▶ [CONSEGNA 1]:
Nell'estratto sui paesi della Laga, con quale nome erano generalmente chiamate le Università nelle Marche meridionali?

▶ [ESTRATTO]:
+---+

I centri dispersi, a causa della loro ubicazione e del loro isolamento, dovevano necessariamente essere autonomi. I borghi della Laga erano spesso isolati tra i boschi, derivati dalle fare longobarde; il toponimo fara (che si ritrova in tutta Italia, nelle località che videro il dominio longobardo) indica che in quel punto esisteva un villaggio popolato da uomini liberi con capacità di autodifesa. È interessante l’affermazione di Mosé e Brunelli che, per il Piceno meridionale, scrivono che «la dominazione longobarda ha lasciato segni, ancor oggi evidenti, di una civiltà “antiurbana” […] piccoli centri amministrativi e militari diffusi capillarmente nel territorio (2002)».

 

Vallepezzata di Valle Castellana

L’isolamento delle popolazioni ha favorito lo sviluppo della cultura originale di amministrazione territoriale che abbiamo introdotto in precedenza: erano i cosiddetti “Comuni rurali”. Chi si è occupato dell’argomento ha individuato nella vicinanza alle zone di confine il motivo di questa relativa indipendenza dal potere centrale. I territori di questi comuni erano le Università (che, nelle Marche meridionali, erano denominate generalmente Comunanze), sorta di proprietà comune di boschi e pascoli: un’organizzazione sociale che anticipava di diversi secoli (siamo nel sec. XI) quelli che sarebbero stati i comuni. L’evento che svuotò i paesi della Laga, almeno quelli che gravitavano sulla città di Teramo, fu il sacco e l’incendio della città aprutina (1152): per ricostruirla e ripopolarla, il vescovo attinse alle risorse dei paesi montani e obbligò al trasferimento in città dei suoi abitanti.

 

Architravi incisi in una frazione abbandonata

Con un salto temporale di diversi secoli arriviamo al giorno d’oggi. La realtà dei paesi abbandonati è sotto gli occhi di tutti. Vediamone brevemente le cause.

 

Le attività economiche dei paesi della Laga sono state, per secoli, il lavoro nei campi e la pastorizia, la produzione della legna da ardere e del carbone, attività diventate, al giorno d’oggi, quasi museali. Le produzioni industriali e la ridotta importanza delle attività casearie (soppiantate da quelle degli allevamenti stanziali) hanno costituito una delle concause dell’abbandono dei paesi dell’entroterra ma, in realtà, esso era già iniziato nel secondo dopoguerra (ed è proseguito fino agli anni 60-70 del Novecento), con l’emigrazione verso aree che offrivano maggiori opportunità di lavoro e una maggiore facilità di vita. Dagli anni ‘50 del Novecento, si sono attivate dinamiche demografiche pregiudizievoli per la sopravvivenza dei villaggi (esodo rurale, redistribuzione della popolazione, urbanizzazione diffusa, sviluppo dei trasporti). Un’altra fase rimonta agli anni 1960-70 (boom economico, inurbamento). Il fenomeno dell’abbandono ha subìto poi, in alcuni casi, un’accelerazione per gli eventi sismici recenti.

+---+

[Voci di annotazione delle regioni]
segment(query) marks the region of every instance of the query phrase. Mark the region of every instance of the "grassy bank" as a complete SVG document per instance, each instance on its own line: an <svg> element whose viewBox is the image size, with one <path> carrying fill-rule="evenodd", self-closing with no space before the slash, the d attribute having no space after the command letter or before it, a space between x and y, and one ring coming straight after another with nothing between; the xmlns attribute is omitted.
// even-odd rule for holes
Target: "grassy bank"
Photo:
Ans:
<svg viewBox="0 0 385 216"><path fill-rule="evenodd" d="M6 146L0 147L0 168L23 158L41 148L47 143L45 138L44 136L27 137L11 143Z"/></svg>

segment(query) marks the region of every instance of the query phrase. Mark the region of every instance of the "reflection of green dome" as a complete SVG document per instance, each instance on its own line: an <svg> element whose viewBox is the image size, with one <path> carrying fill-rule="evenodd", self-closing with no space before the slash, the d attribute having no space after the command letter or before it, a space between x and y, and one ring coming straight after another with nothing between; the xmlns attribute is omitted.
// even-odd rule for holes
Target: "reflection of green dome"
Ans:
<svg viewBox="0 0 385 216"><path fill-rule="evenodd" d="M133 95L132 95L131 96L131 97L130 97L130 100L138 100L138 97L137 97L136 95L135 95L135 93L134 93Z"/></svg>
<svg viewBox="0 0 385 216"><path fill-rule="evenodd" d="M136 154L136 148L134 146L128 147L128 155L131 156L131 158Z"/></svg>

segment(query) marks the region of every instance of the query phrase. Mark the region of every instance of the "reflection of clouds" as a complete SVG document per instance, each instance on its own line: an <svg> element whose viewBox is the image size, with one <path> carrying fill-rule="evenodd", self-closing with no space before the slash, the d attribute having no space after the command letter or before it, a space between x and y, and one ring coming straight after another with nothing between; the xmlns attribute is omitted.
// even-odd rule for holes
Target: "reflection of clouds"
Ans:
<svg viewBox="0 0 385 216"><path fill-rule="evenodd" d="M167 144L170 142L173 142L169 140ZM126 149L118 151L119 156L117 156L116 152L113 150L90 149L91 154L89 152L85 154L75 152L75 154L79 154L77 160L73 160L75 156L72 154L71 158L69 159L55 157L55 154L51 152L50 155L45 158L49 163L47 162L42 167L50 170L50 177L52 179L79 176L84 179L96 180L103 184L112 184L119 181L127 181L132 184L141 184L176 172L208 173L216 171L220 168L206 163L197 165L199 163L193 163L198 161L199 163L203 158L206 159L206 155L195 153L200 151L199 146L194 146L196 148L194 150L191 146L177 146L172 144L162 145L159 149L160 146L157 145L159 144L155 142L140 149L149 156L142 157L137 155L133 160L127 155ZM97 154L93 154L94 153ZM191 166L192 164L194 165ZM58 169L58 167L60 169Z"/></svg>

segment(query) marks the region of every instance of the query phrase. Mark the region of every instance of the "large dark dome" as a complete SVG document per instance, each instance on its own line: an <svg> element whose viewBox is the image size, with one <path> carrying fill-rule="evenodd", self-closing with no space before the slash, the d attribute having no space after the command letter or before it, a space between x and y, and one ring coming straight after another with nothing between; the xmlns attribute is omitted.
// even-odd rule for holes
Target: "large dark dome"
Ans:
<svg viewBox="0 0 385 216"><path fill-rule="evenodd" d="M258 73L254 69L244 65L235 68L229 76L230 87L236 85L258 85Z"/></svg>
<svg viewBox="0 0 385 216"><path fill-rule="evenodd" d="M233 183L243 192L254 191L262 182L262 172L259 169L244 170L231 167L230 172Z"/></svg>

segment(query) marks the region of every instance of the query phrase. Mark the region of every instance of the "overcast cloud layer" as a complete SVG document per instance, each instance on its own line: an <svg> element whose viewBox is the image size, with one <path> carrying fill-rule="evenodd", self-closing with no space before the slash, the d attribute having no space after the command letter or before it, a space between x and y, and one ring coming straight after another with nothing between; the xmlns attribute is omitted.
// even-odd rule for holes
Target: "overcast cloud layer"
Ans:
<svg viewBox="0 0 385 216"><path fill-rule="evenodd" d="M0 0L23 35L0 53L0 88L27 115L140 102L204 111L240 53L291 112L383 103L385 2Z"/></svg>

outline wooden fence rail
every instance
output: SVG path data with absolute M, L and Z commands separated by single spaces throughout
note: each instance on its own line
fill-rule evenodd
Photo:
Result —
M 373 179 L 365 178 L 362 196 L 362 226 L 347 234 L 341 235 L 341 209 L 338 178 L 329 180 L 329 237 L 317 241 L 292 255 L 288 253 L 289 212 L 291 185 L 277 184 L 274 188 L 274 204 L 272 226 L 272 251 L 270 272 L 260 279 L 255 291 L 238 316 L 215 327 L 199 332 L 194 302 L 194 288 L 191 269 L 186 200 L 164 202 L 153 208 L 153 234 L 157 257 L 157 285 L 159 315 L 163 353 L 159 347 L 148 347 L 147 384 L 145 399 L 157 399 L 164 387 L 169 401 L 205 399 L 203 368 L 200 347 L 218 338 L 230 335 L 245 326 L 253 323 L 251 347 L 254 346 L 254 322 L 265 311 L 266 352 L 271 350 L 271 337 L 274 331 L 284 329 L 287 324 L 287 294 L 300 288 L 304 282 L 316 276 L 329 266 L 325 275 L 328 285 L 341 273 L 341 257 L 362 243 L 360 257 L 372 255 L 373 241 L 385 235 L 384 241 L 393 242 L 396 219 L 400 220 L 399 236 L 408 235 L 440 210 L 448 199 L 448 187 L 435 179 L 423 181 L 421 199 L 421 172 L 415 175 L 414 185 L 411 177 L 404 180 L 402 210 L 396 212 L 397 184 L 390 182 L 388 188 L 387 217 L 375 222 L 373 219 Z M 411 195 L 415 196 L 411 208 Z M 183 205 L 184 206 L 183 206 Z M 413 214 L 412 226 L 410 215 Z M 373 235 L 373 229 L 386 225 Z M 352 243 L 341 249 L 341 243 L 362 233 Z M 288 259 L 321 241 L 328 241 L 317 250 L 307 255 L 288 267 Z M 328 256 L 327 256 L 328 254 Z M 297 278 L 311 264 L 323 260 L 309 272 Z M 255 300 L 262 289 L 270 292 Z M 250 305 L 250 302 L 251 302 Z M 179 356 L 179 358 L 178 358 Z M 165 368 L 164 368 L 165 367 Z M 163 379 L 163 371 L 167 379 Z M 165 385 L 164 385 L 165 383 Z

+---+

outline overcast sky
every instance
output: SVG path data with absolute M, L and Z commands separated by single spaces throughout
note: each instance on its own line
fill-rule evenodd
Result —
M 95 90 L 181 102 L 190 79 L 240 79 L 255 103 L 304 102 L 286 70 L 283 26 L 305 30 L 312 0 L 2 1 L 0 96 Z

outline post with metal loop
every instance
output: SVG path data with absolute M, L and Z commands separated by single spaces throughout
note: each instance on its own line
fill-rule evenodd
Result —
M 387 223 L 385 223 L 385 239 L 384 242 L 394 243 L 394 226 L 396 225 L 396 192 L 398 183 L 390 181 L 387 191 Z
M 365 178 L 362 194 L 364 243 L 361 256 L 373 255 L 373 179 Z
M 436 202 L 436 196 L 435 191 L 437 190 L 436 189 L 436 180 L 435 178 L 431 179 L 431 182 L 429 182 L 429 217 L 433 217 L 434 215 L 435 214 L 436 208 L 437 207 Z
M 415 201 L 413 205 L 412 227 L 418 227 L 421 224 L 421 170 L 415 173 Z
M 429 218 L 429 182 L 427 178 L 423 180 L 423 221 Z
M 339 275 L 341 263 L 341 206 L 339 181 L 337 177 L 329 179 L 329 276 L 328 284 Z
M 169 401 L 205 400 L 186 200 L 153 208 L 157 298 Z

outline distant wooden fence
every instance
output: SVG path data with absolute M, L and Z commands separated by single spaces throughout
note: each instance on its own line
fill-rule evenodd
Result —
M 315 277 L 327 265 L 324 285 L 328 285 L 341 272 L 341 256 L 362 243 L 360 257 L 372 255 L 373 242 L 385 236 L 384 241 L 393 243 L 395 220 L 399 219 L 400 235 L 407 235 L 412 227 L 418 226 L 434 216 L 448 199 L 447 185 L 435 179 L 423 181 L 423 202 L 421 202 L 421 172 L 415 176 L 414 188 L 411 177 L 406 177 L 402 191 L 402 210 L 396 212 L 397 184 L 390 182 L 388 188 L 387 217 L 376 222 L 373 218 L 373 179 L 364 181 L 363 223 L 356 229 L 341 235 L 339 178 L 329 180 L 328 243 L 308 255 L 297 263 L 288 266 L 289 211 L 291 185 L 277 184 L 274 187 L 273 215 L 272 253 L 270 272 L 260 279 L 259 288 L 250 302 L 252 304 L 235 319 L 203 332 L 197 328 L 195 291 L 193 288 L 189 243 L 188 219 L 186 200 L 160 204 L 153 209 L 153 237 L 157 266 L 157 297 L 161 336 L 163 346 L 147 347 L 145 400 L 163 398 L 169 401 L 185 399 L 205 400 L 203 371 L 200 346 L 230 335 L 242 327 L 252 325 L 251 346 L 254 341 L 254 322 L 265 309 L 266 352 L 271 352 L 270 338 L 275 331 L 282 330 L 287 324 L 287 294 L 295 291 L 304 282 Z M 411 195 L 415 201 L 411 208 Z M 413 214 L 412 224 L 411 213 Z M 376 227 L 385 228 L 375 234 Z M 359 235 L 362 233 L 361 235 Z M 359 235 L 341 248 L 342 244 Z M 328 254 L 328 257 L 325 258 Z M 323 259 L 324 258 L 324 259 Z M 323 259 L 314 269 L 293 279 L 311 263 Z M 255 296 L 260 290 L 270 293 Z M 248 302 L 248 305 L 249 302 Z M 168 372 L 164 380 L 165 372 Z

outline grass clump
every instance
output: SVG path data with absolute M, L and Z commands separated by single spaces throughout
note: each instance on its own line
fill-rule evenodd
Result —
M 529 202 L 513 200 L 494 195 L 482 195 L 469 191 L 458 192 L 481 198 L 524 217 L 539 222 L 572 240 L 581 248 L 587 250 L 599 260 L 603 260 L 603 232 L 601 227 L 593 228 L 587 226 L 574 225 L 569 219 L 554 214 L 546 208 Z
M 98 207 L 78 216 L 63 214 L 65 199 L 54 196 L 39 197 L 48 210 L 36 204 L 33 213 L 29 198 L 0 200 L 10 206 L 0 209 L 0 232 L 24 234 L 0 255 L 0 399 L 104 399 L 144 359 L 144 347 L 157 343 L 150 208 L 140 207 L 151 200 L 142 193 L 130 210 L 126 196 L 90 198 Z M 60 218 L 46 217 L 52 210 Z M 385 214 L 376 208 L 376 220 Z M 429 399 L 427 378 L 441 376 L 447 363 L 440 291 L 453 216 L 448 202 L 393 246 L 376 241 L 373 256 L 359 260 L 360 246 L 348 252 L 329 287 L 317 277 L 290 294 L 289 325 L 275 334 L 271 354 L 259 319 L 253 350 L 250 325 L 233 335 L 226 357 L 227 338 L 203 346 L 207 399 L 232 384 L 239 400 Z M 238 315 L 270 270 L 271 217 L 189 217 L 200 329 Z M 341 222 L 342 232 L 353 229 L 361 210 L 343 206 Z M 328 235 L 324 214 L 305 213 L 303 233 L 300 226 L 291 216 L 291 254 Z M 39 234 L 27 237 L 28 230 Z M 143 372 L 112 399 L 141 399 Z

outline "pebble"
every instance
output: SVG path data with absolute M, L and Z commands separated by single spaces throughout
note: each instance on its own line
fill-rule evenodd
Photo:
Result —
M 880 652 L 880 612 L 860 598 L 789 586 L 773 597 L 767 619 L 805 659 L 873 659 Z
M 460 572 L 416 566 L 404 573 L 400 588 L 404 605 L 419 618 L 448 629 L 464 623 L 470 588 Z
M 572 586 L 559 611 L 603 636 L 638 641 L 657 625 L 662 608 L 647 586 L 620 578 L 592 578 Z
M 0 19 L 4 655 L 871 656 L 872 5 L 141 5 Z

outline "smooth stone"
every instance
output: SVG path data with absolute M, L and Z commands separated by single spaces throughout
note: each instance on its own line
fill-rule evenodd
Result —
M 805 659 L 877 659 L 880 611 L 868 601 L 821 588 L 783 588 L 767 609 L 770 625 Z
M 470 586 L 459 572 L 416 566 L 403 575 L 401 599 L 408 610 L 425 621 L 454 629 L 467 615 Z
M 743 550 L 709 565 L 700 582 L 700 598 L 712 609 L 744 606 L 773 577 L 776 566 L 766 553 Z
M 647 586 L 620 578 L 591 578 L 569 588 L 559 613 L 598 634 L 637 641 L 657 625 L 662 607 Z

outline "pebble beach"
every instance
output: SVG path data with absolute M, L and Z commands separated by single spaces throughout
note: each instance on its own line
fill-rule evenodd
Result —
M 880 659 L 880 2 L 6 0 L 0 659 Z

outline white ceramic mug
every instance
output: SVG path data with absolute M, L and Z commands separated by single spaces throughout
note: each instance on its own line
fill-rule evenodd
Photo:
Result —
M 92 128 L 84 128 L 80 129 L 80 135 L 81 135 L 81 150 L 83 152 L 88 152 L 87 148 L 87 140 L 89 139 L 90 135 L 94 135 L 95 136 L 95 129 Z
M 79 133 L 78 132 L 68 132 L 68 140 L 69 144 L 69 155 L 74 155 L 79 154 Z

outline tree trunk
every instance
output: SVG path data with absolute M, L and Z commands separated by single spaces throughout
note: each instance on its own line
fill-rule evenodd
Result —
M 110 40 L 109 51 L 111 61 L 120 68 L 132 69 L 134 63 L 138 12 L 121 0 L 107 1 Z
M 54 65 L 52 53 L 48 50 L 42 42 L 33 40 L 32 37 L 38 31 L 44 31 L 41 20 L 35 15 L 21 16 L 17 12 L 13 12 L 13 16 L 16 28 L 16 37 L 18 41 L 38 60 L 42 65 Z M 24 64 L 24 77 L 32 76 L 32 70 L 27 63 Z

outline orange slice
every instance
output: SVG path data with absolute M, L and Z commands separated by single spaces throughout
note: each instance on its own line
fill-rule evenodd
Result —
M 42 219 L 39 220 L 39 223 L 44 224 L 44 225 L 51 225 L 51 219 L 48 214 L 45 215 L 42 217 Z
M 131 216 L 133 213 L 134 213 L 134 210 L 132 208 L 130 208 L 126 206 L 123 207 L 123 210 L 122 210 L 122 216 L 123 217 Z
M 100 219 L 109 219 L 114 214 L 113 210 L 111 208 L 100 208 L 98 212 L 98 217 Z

+---+

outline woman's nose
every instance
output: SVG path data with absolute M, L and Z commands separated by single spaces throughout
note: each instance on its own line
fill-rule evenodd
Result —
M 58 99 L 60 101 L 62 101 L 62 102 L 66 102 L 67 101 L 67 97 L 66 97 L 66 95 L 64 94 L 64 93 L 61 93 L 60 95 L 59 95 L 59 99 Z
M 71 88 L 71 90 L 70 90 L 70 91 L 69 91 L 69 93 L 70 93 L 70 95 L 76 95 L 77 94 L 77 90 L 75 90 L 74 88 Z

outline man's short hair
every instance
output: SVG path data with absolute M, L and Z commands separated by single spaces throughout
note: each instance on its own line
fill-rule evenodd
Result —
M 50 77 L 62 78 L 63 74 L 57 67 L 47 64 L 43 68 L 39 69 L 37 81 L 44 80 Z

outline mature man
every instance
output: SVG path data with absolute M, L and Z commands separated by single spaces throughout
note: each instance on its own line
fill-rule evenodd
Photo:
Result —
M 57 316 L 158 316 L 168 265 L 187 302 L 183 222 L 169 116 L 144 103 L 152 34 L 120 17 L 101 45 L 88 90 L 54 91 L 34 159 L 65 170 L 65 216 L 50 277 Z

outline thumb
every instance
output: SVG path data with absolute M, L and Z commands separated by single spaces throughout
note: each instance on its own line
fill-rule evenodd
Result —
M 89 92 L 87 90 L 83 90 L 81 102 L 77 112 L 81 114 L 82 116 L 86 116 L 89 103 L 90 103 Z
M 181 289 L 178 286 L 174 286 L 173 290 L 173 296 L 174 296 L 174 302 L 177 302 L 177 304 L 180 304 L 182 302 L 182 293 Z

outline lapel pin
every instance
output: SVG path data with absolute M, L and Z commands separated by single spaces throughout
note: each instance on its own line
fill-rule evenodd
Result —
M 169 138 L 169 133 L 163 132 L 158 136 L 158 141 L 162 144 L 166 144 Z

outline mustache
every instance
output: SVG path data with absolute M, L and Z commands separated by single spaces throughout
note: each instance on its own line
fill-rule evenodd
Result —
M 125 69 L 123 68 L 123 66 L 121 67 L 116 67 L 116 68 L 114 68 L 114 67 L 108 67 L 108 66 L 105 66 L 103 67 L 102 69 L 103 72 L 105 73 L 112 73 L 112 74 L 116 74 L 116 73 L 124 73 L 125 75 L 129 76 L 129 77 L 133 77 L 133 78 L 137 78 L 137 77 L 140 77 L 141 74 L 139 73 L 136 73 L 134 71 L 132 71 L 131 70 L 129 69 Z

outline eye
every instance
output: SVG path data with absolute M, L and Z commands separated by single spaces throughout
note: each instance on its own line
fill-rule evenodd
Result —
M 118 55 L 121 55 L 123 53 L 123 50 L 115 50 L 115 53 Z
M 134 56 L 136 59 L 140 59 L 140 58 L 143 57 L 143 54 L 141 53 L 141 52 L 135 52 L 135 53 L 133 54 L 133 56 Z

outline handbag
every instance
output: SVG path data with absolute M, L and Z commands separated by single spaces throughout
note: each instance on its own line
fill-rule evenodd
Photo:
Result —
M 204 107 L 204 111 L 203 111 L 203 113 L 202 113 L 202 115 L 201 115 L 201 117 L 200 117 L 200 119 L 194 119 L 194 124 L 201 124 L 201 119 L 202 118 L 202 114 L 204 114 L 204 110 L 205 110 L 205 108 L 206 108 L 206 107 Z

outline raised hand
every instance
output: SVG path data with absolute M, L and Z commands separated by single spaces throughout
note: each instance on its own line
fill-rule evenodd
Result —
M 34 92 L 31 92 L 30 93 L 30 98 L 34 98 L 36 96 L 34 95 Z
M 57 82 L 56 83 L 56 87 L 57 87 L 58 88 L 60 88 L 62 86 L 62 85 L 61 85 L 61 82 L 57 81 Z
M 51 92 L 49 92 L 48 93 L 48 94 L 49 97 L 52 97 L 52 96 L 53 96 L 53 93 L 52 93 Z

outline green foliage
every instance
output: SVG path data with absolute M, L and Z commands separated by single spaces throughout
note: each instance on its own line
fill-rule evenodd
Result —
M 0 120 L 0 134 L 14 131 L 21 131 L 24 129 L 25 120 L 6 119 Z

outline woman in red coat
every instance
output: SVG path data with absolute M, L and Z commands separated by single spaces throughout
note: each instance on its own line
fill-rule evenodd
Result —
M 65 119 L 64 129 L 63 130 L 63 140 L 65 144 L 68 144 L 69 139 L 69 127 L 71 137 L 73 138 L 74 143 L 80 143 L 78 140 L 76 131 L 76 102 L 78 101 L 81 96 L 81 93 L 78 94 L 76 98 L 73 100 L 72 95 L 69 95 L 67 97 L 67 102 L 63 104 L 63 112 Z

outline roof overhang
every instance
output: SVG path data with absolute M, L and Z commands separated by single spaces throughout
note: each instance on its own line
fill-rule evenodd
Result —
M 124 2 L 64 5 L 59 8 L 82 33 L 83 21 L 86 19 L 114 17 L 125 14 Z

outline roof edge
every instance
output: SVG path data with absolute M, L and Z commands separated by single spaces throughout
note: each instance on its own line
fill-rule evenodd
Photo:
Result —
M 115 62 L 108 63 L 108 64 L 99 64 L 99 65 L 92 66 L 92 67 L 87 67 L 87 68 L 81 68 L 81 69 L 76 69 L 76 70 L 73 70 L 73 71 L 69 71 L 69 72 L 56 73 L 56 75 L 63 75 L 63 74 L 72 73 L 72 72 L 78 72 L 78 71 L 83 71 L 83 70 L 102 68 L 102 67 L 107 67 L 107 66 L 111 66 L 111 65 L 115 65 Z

+---+

▶ [CONSEGNA 2]:
Ricopia tali e quali le righe del materiale, non l'estratto: tutto da quella che contiene "outline woman in red coat" giù fino a quella che contiene "M 115 62 L 108", entrambe incluse.

▶ [SOLUZIONE SCRITTA 1]:
Comunanze.

▶ [SOLUZIONE SCRITTA 2]:
outline woman in red coat
every instance
output: SVG path data with absolute M, L and Z commands separated by single spaces throughout
note: each instance on its own line
fill-rule evenodd
Result —
M 65 119 L 64 129 L 63 130 L 63 140 L 65 144 L 68 144 L 69 139 L 69 127 L 71 137 L 73 138 L 74 143 L 80 143 L 78 140 L 76 131 L 76 102 L 78 101 L 81 96 L 81 93 L 78 94 L 76 98 L 73 100 L 72 95 L 69 95 L 67 97 L 67 102 L 63 104 L 63 112 Z

outline roof overhang
every instance
output: SVG path data with absolute M, L and Z commands separated by single spaces throughout
note: each instance on its own line
fill-rule evenodd
Result —
M 124 2 L 64 5 L 59 8 L 82 33 L 83 21 L 86 19 L 114 17 L 125 14 Z

outline roof edge
every instance
output: SVG path data with absolute M, L and Z commands separated by single spaces throughout
note: each instance on its own line
fill-rule evenodd
Photo:
Result —
M 115 62 L 108 63 L 108 64 L 99 64 L 99 65 L 92 66 L 92 67 L 87 67 L 87 68 L 81 68 L 81 69 L 76 69 L 76 70 L 73 70 L 73 71 L 69 71 L 69 72 L 56 73 L 56 75 L 63 75 L 63 74 L 72 73 L 72 72 L 78 72 L 78 71 L 83 71 L 83 70 L 102 68 L 102 67 L 107 67 L 107 66 L 111 66 L 111 65 L 115 65 Z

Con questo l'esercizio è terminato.